Starting at the line that contains "the jacket sleeve" and ending at the line that contains "x=275, y=86", write out that stretch of the data again with "marker" swapped for "dot" and nothing else altered.
======== Entries shown
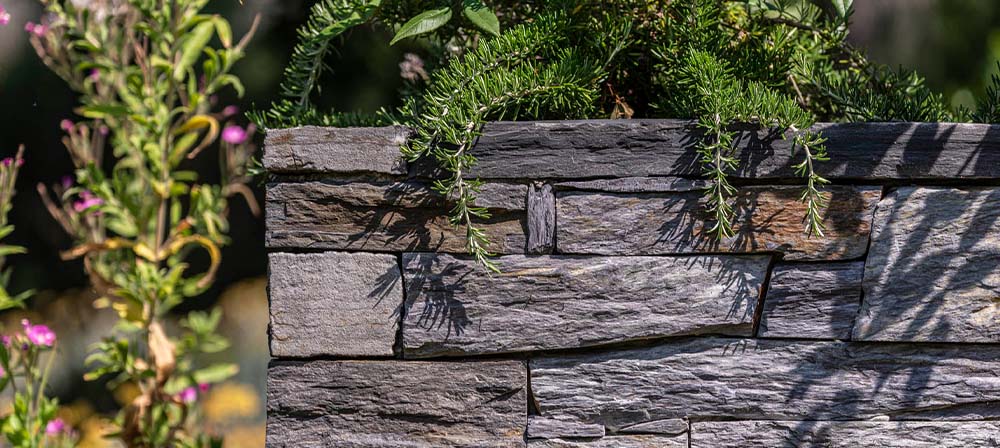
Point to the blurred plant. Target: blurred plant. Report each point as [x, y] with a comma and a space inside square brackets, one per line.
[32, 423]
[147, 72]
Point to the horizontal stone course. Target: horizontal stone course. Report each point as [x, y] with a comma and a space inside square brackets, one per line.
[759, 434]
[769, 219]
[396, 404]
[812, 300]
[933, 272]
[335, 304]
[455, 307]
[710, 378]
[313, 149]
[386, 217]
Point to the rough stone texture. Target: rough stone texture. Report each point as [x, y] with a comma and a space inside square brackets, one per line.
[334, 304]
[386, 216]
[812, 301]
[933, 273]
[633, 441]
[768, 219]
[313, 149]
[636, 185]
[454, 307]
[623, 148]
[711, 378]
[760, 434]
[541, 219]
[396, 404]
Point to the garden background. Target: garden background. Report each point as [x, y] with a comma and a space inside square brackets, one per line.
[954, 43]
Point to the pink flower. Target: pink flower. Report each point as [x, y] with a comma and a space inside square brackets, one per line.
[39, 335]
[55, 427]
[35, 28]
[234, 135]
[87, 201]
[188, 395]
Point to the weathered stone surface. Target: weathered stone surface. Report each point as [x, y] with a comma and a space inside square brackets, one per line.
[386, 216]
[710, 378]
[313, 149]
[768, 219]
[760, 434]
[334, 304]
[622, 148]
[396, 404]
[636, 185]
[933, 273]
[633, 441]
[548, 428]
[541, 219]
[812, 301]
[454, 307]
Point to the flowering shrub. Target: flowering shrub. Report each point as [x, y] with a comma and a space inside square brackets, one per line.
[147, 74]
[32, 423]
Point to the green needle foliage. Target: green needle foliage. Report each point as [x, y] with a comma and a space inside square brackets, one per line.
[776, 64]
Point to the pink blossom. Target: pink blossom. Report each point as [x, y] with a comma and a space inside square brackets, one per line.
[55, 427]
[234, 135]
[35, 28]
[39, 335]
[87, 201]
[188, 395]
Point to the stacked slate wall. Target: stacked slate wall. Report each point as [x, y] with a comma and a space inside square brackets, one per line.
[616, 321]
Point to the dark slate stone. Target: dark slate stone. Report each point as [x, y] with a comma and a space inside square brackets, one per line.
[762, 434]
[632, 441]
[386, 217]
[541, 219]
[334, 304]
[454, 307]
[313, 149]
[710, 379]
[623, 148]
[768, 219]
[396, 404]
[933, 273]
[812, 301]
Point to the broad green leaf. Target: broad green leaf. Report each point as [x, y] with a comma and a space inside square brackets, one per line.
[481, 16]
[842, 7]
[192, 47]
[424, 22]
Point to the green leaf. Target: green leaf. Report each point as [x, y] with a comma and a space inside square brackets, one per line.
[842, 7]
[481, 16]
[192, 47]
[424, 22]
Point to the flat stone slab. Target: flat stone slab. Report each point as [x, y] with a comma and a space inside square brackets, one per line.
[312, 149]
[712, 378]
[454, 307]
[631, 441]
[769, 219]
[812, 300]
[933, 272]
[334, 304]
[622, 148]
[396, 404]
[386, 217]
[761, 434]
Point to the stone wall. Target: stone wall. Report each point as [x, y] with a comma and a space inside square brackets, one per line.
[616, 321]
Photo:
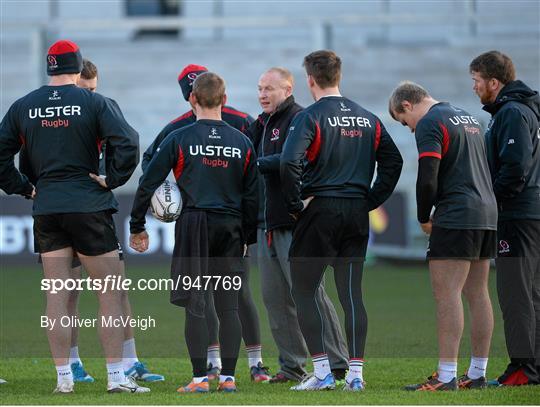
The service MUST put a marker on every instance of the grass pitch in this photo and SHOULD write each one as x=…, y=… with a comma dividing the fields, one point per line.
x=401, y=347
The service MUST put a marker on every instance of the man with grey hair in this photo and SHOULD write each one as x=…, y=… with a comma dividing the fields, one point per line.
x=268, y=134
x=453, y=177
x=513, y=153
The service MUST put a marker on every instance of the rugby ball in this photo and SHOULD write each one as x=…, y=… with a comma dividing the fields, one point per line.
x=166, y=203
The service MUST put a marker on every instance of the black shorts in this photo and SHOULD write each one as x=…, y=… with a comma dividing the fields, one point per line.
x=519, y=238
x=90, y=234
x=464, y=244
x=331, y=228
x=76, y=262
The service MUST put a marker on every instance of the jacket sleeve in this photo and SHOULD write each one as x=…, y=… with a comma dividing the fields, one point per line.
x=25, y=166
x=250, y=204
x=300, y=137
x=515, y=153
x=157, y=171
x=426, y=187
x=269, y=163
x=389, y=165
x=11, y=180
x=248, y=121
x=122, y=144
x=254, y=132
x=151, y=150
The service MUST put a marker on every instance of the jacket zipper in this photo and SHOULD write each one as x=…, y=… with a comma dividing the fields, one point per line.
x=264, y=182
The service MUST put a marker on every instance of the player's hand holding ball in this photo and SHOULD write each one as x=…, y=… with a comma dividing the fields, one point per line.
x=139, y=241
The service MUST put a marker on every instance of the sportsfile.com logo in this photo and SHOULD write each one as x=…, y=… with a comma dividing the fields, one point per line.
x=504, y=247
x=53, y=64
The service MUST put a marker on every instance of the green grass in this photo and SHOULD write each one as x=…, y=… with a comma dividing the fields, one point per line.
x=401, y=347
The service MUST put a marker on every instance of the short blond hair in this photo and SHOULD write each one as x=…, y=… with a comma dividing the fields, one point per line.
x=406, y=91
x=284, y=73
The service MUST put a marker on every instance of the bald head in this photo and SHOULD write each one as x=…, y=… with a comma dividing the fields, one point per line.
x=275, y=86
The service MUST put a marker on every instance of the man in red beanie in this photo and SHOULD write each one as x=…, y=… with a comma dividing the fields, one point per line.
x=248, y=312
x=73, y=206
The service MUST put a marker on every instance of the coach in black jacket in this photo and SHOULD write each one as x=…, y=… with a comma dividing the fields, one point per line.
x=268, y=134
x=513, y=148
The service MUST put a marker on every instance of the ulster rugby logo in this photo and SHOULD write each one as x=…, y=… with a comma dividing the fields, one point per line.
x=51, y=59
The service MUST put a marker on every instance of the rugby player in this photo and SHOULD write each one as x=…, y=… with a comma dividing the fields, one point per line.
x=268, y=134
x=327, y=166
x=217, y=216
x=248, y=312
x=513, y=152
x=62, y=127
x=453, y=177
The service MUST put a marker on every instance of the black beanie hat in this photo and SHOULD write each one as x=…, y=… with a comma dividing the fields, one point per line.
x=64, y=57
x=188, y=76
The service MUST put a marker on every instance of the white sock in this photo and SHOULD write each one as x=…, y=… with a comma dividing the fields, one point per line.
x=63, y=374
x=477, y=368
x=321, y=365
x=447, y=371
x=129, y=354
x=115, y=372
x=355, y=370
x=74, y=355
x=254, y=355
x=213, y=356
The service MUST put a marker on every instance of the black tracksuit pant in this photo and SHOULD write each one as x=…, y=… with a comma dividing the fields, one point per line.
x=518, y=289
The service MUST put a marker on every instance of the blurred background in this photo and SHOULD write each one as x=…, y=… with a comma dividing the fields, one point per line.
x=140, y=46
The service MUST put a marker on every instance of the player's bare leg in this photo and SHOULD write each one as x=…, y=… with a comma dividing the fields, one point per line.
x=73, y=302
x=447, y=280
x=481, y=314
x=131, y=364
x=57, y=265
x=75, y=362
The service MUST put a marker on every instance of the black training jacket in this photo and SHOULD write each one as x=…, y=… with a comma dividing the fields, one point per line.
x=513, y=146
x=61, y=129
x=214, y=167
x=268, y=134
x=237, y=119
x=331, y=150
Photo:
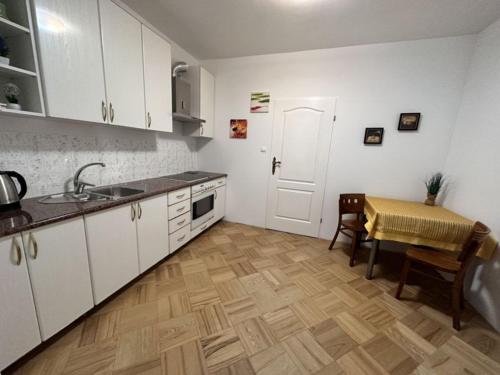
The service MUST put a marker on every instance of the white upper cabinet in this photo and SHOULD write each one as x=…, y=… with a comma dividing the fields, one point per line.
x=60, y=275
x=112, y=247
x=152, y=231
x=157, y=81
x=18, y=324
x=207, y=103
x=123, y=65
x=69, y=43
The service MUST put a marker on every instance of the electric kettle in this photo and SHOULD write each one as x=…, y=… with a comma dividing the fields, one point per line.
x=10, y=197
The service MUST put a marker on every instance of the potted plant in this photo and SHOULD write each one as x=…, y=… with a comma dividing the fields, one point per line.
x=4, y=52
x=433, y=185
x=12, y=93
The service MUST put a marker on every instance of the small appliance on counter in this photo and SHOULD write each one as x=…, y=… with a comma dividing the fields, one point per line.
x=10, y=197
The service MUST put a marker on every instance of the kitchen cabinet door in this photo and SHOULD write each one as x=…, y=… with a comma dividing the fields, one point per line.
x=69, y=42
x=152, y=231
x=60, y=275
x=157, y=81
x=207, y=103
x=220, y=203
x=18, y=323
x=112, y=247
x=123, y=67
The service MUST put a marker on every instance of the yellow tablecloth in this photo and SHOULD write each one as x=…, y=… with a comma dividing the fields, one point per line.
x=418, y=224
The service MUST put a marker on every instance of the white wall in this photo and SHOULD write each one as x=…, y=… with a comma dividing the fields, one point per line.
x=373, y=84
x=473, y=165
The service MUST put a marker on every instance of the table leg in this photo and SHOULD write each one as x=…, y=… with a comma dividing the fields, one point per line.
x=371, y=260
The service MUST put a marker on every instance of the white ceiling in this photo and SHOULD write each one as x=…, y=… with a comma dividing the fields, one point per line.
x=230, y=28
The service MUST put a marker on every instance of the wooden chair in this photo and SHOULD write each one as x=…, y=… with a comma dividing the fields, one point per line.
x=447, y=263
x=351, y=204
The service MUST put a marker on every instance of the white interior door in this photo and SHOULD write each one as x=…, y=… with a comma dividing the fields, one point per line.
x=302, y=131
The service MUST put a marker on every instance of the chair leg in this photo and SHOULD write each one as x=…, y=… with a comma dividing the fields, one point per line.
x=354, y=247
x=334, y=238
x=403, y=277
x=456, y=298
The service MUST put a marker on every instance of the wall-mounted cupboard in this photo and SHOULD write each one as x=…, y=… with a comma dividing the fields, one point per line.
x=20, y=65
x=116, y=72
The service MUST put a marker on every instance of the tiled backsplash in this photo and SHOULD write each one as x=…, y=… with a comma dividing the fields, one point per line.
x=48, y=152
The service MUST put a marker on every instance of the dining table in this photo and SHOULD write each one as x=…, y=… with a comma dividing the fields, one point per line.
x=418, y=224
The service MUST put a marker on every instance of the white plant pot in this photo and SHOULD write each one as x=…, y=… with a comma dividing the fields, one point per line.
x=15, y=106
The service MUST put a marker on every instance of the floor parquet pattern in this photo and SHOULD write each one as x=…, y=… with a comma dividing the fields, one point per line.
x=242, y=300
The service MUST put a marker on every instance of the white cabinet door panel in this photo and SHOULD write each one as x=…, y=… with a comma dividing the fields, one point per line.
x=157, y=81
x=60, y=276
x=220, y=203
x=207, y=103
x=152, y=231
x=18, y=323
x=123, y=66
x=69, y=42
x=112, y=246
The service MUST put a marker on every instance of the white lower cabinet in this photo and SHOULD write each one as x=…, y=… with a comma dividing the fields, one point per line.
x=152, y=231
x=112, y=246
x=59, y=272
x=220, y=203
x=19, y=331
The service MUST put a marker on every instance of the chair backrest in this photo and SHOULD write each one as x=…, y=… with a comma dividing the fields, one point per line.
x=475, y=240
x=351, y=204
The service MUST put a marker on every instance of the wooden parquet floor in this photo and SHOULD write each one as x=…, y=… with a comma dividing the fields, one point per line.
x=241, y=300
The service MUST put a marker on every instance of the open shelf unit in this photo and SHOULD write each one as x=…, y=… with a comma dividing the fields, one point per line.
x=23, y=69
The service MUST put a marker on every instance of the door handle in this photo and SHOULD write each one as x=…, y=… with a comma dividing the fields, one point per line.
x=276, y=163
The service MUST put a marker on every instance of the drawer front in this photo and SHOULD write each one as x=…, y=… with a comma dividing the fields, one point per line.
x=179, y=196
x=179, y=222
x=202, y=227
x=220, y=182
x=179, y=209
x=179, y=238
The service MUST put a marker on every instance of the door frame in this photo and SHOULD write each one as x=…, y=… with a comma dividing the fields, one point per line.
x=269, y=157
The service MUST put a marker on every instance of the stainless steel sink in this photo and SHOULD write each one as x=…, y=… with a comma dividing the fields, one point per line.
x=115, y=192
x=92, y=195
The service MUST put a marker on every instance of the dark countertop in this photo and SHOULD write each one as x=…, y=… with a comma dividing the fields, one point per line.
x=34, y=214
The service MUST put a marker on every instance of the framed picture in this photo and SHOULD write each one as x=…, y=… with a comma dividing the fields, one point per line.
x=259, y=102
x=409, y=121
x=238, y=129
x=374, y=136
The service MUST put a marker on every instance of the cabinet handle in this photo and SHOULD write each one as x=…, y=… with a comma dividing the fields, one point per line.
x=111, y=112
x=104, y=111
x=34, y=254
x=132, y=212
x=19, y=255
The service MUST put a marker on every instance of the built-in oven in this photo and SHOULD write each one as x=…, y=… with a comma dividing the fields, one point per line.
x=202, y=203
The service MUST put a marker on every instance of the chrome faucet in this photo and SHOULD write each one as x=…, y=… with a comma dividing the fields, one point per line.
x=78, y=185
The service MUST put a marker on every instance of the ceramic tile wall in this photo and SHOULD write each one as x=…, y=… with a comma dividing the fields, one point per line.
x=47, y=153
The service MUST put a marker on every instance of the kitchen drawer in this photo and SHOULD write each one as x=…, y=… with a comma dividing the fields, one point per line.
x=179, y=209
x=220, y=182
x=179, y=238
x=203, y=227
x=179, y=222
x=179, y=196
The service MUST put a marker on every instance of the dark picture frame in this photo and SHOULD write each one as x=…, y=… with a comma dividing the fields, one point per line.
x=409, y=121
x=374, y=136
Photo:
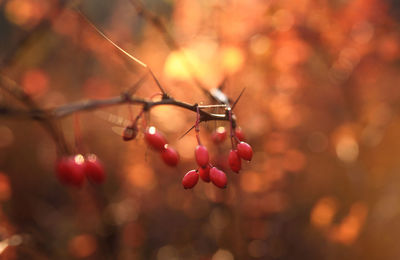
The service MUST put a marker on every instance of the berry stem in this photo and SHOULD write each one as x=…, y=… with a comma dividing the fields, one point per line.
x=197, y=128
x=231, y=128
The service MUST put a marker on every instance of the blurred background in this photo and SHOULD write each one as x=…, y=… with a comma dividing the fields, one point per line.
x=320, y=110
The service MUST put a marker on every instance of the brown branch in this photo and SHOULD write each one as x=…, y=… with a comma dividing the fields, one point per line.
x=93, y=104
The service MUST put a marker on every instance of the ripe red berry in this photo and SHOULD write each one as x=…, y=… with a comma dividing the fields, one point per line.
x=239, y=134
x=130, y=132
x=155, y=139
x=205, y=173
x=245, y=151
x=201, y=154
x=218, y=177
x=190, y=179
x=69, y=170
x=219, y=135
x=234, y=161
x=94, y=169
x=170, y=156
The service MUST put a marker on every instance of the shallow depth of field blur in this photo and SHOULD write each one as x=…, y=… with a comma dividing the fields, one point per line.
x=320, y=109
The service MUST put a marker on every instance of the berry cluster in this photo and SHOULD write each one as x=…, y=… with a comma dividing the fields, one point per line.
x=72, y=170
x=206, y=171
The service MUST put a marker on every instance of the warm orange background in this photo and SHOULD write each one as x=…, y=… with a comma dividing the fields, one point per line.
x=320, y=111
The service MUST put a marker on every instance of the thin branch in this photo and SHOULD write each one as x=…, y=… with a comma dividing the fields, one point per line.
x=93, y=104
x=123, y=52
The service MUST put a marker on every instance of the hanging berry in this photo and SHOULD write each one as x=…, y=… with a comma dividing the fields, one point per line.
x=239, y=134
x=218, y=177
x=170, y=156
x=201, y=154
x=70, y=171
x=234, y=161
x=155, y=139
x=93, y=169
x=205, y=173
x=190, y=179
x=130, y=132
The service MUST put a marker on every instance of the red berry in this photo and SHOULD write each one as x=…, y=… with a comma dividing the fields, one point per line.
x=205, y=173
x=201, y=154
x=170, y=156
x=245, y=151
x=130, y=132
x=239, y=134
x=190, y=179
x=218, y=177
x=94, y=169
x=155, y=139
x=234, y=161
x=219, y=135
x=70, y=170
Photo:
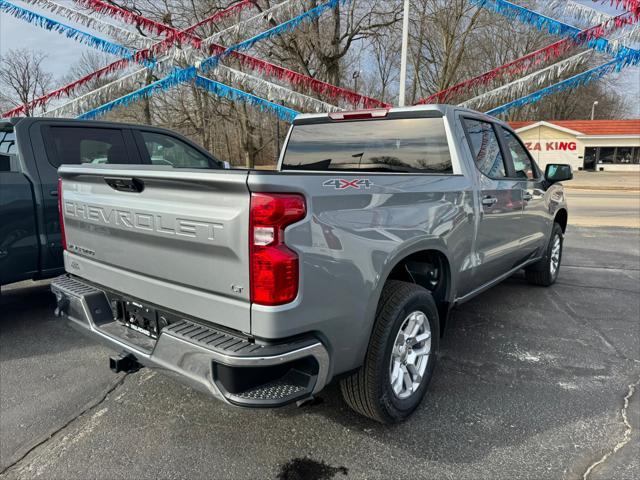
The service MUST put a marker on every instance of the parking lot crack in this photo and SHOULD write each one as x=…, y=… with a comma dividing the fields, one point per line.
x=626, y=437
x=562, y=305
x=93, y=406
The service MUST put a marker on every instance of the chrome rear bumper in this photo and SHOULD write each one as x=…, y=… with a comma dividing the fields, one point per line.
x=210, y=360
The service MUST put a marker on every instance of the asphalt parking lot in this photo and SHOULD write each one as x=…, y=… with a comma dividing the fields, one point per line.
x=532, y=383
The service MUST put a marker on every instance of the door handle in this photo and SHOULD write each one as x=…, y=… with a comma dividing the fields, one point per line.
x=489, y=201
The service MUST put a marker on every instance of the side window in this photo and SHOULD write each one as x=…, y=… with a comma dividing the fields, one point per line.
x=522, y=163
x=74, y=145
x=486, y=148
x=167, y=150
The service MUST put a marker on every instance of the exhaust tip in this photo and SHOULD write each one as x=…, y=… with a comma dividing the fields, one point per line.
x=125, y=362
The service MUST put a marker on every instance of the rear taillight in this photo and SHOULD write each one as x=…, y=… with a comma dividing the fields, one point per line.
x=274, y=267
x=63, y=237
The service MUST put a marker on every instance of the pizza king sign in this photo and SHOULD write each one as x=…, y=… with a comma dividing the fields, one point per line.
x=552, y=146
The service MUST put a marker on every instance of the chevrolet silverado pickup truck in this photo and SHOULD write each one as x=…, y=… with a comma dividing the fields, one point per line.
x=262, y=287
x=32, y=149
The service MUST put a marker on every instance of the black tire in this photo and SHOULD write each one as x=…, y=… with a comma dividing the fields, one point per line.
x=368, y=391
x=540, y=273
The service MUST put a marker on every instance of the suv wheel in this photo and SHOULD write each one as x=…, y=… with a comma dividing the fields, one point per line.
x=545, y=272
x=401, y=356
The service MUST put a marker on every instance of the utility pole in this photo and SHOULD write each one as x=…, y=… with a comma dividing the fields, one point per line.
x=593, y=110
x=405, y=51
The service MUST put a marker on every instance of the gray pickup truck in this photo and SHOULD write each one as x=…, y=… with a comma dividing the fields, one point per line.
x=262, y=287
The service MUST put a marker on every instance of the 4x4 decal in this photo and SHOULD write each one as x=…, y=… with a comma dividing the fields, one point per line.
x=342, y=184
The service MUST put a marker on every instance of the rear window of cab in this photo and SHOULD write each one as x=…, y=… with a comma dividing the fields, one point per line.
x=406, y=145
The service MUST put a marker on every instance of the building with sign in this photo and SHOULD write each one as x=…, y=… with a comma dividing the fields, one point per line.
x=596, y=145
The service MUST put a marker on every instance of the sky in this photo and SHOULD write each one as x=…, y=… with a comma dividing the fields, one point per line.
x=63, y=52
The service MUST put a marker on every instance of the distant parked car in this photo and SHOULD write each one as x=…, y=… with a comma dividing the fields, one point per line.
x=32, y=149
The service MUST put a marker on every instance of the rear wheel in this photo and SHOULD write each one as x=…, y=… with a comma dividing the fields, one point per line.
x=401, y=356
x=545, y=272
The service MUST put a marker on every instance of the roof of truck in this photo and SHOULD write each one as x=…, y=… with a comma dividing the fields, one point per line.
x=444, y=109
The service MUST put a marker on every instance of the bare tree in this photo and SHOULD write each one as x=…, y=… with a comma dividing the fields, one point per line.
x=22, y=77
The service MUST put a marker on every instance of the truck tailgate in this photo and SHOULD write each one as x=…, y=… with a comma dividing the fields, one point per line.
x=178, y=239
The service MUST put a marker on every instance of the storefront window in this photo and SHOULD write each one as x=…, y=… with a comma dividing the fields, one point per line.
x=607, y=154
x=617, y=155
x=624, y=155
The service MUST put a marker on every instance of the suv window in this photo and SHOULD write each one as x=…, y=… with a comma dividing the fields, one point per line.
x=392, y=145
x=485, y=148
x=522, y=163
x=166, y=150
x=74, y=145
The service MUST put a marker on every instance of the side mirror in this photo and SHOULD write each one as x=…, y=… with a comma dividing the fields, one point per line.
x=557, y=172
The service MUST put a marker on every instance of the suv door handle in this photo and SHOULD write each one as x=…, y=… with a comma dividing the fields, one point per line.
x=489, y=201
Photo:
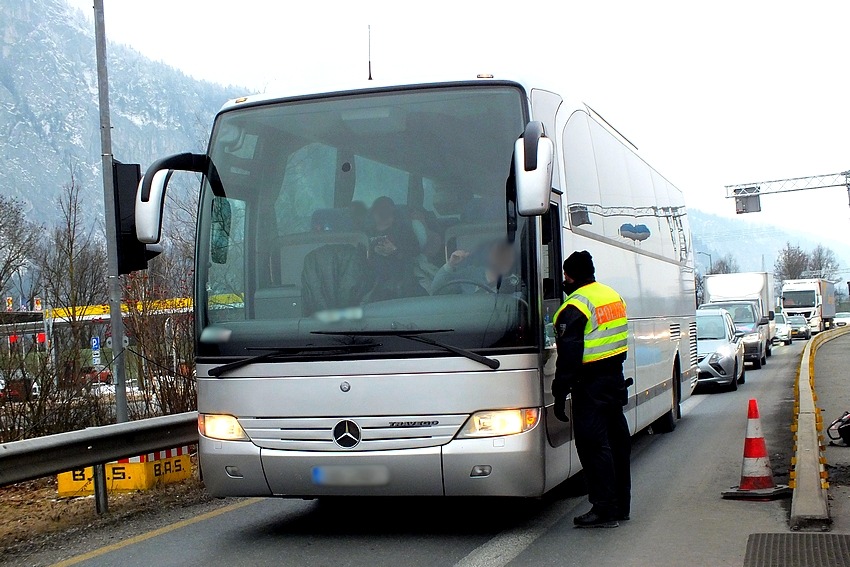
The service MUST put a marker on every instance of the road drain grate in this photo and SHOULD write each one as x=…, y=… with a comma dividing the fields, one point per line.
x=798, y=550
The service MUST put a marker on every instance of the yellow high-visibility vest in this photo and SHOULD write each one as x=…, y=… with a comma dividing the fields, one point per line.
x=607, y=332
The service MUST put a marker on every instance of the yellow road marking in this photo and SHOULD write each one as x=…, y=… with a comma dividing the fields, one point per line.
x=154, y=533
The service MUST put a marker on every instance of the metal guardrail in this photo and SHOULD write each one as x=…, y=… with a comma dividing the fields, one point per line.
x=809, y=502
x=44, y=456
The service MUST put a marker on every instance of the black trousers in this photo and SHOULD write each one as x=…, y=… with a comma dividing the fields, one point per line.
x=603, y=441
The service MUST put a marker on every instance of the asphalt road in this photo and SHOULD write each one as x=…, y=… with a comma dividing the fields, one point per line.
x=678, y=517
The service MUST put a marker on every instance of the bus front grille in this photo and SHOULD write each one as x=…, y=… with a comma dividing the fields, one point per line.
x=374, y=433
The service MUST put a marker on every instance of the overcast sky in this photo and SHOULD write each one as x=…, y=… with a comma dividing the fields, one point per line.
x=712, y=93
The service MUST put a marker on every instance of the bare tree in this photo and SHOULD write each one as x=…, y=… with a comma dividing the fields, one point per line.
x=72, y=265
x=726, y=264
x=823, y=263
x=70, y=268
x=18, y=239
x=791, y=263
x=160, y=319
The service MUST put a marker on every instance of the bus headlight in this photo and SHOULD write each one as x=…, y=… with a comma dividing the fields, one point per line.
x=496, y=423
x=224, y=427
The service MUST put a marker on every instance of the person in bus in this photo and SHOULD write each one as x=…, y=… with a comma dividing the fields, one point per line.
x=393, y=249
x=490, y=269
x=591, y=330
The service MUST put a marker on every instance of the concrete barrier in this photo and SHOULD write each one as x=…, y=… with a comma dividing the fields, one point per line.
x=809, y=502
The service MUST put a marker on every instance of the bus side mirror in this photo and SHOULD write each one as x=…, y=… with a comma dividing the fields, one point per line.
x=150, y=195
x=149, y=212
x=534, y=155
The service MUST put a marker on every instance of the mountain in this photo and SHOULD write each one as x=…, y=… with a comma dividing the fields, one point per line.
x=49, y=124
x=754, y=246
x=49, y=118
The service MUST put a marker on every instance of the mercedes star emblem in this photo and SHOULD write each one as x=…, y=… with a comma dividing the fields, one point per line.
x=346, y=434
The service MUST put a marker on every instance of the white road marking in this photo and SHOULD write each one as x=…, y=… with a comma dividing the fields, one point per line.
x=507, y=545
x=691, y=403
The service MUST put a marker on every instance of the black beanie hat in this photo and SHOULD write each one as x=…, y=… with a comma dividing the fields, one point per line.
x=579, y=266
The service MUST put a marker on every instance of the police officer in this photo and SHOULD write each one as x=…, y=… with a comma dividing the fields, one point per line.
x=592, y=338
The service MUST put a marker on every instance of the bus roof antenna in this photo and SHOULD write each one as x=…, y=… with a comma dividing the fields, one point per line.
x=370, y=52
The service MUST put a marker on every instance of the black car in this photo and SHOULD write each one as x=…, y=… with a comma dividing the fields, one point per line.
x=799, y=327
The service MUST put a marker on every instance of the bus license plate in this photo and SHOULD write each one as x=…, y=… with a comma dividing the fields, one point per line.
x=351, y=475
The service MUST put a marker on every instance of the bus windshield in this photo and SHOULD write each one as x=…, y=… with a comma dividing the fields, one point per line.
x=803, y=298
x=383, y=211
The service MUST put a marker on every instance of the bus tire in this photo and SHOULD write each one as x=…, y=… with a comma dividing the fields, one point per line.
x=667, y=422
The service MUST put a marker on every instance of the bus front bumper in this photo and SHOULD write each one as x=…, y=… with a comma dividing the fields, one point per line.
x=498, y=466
================
◆ **Task output**
The service MUST put a dot on every instance of the jacket sleeve in this photo and SHOULD write each one as x=…, y=… with a comma dividing the fields, one point per line.
x=25, y=166
x=250, y=204
x=300, y=137
x=515, y=153
x=157, y=171
x=426, y=187
x=269, y=163
x=389, y=165
x=11, y=180
x=248, y=121
x=122, y=144
x=254, y=132
x=151, y=150
The service MUST put a dot on every instance of the jacket zipper in this photo and SHOULD write each one as x=…, y=… with a comma dividing the fields, one point per line.
x=264, y=182
The service MUST put a dot on every instance of the player's hand holding ball in this photo and SHOULD write each one as x=…, y=… with a comma dividing the fields, one point per line.
x=139, y=241
The service MUST put a dot on every instance of the sportsfile.com logo in this photo and SHOULD write each one as x=…, y=… with a comma dividing the fields, one point per line.
x=504, y=247
x=53, y=64
The service MUST put a dot on every instance of the green grass in this photo and SHOULD write each one as x=…, y=… with a comma dividing the fields, one point per line.
x=401, y=347
The service MUST put a dot on every instance of the short blond hair in this photo and SHOULD write each one as x=…, y=… with a comma dividing the fields, one point per line.
x=406, y=91
x=284, y=73
The service MUST put a dot on every instance of the bald head in this photo and SHOULD write each one as x=…, y=… with a comma dividing the fields, one point per line.
x=275, y=86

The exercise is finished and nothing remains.